## WORK ORDER 1
In the article on people and machines blurring together, what will nanobots first be used to kill?
## WORK ORDER 2
Pick up the article on people and machines blurring together after its last sentence and keep writing it.

## EXCERPT TO READ
--
The difference between people and machine will blur as we trek through the decades ahead.
Dick Pelletier
2013-04-06 00:00:00

AI/Robots will eventually surpass human levels of intelligence and develop ability to self-replicate, increasing intelligence with each succeeding generation. This will produce an information explosion almost beyond imagination.

Our bodies will also evolve during this time. We will use nanobots to kill pathogens and cancer cells, then go into our brain and do benign things like enhance memory. Slowly, these nanobots will become more sophisticated.

We will direct these ‘smart bots’ to convert biological neurons into powerful non-biological ones, and rewrite our brain’s ‘software’. This will allow us to connect with machines and share their super-intelligence.

Eventually, every cell in our body will become non-biological, and our silicon-based minds will not only be able to interface seamlessly with machines, but will also easily connect with one another utilizing thought communications.
--
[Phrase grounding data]
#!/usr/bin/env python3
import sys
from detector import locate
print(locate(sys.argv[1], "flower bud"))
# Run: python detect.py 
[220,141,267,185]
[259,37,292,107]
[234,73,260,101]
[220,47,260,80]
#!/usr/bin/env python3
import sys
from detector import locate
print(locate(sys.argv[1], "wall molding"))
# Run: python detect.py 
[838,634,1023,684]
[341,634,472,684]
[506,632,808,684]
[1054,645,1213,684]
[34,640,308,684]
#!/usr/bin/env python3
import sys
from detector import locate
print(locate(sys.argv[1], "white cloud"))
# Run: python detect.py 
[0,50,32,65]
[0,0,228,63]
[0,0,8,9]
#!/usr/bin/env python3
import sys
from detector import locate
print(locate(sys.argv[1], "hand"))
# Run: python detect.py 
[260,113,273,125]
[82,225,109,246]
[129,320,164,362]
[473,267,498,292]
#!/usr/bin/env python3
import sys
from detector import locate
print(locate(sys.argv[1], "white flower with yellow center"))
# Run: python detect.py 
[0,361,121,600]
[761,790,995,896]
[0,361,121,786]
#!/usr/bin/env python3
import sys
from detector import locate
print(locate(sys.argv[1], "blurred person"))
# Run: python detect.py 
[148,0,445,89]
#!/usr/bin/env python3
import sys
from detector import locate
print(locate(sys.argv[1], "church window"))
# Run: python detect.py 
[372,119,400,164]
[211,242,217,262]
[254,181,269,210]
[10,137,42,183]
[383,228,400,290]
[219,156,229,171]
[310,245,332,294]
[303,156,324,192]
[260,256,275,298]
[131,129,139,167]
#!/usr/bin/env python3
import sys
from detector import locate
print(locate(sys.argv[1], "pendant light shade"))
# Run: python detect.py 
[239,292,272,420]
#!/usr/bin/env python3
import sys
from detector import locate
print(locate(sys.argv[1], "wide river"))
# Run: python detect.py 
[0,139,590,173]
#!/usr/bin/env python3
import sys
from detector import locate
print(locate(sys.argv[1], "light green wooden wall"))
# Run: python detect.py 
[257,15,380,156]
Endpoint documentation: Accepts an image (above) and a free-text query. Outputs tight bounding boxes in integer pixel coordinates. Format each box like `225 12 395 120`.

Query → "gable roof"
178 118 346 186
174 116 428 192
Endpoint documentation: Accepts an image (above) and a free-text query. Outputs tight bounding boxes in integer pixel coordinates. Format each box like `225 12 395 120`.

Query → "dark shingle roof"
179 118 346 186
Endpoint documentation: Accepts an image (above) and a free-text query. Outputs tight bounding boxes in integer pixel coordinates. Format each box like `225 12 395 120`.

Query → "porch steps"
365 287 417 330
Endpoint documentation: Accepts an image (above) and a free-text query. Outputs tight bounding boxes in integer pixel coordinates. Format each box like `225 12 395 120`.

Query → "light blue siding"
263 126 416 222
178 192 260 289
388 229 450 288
--
## TASK RESULT 1
Pathogens and cancer cells.

## TASK RESULT 2
As robots develop new abilities, we will incorporate those abilities into our makeup. As the years unfold, we will become more machine-like and robots more human-like, the difference between human and machine will blur.

By century’s end, the merge could be complete; we would become a single species. And although our minds and bodies will be considered non-biological, our consciousness will forever preserve our definition as a human being.

The journey into this human-machine future will take place one benign, safe change at a time, beginning in late 2030s and ending sometime during the last half of this century.

Are you ready to live in a ‘cyborg’ world? I’ll admit it would certainly take some getting used to, but should this octogenarian writer survive the decades ahead; I say welcome to our human-machine future!